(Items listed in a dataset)
((

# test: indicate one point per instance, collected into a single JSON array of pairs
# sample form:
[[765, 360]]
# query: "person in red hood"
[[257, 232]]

))

Extract the complete set of records unchanged.

▶ [TASK OUTPUT]
# test: indicate one point per instance, collected into a single JSON array of pairs
# sample form:
[[765, 360]]
# query: "person in red hood"
[[257, 232]]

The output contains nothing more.